To do - Copy out the material below word for word, leaving out the picture.

◇ ◇ ◇

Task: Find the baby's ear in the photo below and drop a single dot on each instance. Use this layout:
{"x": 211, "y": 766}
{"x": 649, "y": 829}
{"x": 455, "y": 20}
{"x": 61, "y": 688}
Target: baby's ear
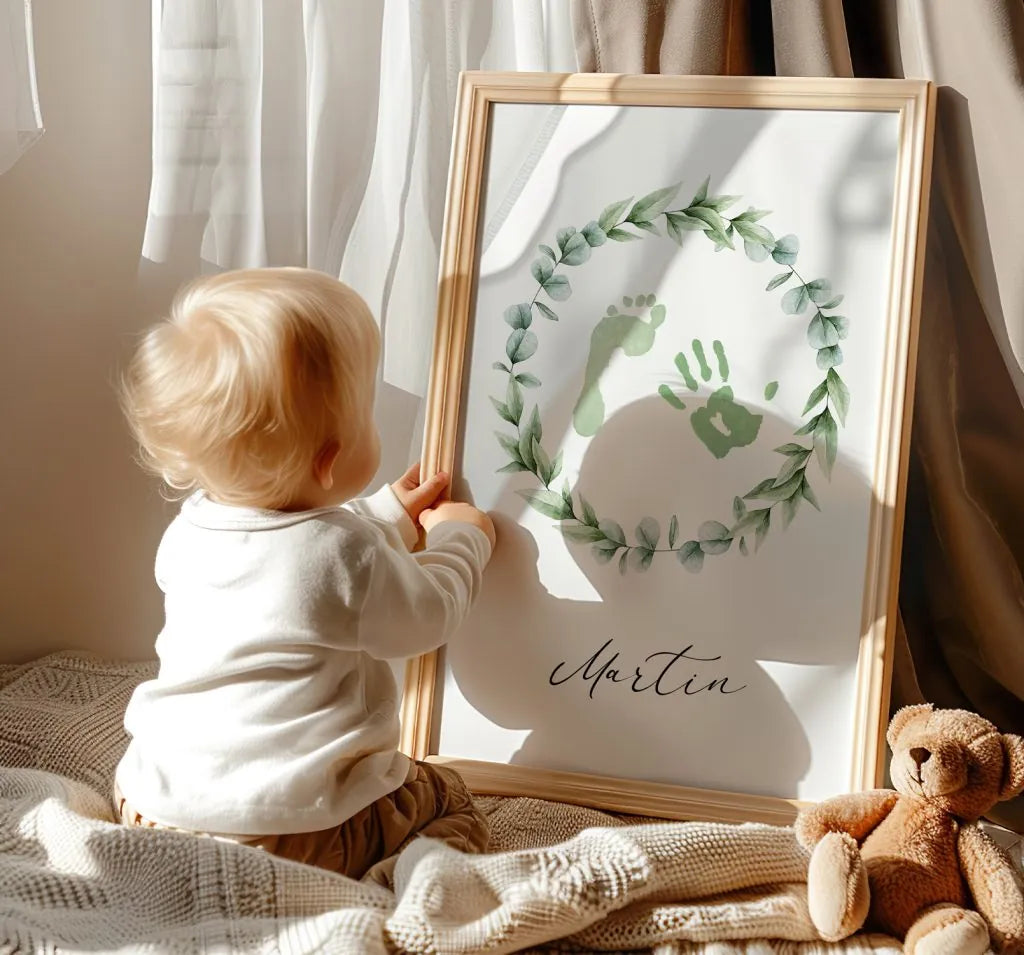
{"x": 1013, "y": 771}
{"x": 901, "y": 718}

◇ ◇ ◇

Solution for this exercise -
Task: Find the baby's ear in the photo below and drop a single dot on each instance. Use this layout:
{"x": 211, "y": 766}
{"x": 649, "y": 829}
{"x": 455, "y": 20}
{"x": 61, "y": 688}
Target: baby's ear
{"x": 1013, "y": 771}
{"x": 901, "y": 718}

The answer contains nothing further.